*** Material supplied ***
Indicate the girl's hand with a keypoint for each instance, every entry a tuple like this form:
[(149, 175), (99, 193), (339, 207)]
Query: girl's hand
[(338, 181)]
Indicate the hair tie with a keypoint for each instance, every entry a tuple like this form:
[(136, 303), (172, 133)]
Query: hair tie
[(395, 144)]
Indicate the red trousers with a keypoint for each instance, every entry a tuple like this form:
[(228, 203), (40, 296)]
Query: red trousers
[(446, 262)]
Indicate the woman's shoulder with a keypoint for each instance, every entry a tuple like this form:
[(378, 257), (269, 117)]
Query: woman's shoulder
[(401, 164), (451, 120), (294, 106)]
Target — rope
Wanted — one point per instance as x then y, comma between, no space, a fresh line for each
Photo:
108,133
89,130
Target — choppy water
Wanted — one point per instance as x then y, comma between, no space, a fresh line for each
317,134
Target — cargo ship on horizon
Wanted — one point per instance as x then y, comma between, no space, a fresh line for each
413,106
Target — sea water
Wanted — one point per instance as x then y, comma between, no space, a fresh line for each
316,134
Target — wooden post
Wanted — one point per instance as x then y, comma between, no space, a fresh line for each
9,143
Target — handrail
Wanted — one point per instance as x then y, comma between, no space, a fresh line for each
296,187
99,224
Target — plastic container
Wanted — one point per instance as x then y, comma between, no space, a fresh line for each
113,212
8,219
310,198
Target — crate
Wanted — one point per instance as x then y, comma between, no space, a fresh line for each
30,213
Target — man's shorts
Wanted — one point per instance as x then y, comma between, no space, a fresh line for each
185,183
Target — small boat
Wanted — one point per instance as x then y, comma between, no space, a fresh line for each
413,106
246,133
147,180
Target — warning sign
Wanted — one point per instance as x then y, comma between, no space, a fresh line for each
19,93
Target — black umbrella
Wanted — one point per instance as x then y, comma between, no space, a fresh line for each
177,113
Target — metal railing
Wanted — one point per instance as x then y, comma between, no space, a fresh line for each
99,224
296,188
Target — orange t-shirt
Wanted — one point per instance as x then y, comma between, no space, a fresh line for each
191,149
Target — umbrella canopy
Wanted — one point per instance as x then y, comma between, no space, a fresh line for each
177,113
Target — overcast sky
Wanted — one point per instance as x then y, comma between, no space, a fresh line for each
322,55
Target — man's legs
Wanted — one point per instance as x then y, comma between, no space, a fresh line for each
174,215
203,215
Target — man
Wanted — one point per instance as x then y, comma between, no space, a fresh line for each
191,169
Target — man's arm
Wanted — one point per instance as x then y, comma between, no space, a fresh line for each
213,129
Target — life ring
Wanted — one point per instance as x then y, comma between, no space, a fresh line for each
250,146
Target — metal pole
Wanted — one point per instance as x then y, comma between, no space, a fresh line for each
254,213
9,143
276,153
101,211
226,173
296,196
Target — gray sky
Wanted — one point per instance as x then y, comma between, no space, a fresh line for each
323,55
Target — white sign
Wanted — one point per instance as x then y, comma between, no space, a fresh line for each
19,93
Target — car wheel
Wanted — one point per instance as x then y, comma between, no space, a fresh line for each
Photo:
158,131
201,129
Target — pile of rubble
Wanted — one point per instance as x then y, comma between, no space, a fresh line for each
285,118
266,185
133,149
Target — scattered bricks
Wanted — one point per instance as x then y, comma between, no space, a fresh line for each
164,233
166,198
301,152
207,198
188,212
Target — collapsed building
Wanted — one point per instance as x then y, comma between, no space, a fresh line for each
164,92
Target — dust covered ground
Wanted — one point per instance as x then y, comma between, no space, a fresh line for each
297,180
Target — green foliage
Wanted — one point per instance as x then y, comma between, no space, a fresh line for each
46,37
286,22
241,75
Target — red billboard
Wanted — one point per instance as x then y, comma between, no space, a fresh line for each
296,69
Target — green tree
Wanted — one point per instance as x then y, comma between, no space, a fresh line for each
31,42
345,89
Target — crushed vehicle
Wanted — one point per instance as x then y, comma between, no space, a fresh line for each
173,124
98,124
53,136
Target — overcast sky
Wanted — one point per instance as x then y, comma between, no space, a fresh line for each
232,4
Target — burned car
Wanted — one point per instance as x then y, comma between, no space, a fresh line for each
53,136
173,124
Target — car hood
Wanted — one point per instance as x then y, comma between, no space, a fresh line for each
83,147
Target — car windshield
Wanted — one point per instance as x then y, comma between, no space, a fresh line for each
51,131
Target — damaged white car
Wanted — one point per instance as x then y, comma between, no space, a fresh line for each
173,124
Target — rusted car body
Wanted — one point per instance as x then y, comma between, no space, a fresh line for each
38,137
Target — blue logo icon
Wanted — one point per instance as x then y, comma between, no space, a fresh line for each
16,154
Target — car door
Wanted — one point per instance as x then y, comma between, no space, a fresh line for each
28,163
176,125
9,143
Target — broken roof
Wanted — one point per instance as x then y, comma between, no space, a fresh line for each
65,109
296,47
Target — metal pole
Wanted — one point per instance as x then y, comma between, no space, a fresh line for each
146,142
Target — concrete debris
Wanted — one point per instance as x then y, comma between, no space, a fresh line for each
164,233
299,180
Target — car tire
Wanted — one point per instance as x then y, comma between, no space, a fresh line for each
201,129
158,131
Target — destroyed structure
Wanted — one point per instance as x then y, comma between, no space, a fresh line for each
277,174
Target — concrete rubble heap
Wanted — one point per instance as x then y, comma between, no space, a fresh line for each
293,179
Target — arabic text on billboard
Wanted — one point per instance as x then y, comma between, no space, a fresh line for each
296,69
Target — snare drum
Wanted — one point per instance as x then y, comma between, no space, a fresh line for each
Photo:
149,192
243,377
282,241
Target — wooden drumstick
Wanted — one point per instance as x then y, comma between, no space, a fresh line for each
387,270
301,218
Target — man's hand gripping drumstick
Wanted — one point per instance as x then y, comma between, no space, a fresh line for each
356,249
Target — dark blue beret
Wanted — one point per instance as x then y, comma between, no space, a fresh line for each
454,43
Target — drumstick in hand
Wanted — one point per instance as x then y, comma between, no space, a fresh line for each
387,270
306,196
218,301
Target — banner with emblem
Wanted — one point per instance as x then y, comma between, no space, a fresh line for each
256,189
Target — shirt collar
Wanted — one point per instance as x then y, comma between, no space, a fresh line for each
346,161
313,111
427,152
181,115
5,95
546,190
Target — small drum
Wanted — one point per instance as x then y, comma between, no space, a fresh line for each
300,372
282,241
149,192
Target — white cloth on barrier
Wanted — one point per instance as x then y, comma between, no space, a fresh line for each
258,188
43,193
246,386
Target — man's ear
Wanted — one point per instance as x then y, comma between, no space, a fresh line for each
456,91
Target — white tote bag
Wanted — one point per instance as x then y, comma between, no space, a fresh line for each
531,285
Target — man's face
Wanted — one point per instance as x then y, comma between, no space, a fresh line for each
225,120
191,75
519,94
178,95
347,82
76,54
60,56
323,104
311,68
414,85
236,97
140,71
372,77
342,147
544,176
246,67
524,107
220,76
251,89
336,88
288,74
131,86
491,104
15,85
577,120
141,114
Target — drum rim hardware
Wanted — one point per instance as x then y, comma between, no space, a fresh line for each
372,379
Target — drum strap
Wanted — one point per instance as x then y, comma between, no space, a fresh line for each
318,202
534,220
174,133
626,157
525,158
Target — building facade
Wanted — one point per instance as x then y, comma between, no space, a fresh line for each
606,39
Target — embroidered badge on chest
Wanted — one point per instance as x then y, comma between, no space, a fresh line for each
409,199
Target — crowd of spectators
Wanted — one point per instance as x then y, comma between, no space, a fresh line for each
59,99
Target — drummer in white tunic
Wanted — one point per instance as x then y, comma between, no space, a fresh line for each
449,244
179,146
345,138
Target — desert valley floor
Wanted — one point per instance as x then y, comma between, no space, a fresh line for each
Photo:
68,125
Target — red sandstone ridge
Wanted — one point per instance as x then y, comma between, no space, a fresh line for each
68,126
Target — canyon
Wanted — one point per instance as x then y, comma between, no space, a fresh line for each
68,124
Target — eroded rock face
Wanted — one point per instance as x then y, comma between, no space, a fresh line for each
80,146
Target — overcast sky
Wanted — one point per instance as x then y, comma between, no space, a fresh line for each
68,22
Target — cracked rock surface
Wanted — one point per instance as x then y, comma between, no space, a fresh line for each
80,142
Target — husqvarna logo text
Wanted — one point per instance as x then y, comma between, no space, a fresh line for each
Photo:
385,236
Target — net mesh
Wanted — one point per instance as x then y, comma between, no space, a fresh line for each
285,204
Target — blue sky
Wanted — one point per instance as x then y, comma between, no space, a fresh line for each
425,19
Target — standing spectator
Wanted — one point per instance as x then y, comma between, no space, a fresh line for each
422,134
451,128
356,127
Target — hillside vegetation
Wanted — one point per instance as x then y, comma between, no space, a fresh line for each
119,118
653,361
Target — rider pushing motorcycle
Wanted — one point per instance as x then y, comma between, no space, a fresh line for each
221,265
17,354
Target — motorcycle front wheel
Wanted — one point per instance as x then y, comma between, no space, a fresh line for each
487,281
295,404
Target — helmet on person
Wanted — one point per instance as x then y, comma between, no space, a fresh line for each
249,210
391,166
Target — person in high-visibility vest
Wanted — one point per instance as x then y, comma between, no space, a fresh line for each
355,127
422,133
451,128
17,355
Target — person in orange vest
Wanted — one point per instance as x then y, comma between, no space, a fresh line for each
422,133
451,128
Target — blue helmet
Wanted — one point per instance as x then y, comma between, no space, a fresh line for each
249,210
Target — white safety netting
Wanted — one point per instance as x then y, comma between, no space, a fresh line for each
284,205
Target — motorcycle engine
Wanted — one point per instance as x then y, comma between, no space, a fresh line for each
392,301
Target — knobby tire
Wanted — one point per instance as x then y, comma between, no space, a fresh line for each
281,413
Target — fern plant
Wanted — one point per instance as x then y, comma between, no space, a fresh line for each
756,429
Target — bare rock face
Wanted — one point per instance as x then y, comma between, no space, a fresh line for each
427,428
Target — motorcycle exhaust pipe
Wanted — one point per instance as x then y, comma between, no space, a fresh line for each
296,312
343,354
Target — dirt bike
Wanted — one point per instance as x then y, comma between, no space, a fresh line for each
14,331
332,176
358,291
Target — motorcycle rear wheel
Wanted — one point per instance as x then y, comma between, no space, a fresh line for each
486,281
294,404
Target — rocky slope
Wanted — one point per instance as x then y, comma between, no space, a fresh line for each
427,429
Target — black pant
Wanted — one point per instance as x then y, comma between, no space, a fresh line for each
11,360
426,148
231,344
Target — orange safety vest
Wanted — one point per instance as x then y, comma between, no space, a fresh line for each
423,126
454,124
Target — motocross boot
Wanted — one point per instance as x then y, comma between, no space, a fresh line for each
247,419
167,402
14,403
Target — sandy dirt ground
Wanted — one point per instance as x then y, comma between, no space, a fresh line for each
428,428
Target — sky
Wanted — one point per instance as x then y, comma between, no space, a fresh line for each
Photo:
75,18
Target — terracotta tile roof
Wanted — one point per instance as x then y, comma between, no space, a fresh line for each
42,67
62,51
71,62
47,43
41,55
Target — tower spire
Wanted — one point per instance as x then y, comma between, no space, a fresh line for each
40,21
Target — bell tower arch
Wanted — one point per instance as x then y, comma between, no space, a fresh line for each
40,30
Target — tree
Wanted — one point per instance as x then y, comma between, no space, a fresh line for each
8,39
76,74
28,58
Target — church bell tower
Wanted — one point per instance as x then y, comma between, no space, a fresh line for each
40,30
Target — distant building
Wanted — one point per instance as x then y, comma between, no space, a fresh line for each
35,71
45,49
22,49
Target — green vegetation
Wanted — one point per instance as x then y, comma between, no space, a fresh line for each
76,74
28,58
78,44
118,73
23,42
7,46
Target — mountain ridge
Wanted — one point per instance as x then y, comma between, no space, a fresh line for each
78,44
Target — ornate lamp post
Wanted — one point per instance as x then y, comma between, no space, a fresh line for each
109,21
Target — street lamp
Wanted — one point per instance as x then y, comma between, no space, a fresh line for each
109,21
*** End of Material supplied ***
◆ What you have to do ◆
Retrieve each line of the data in which the word "safety" can be found.

◆ Solution for this task ◆
Target — white safety netting
Target — orange safety vest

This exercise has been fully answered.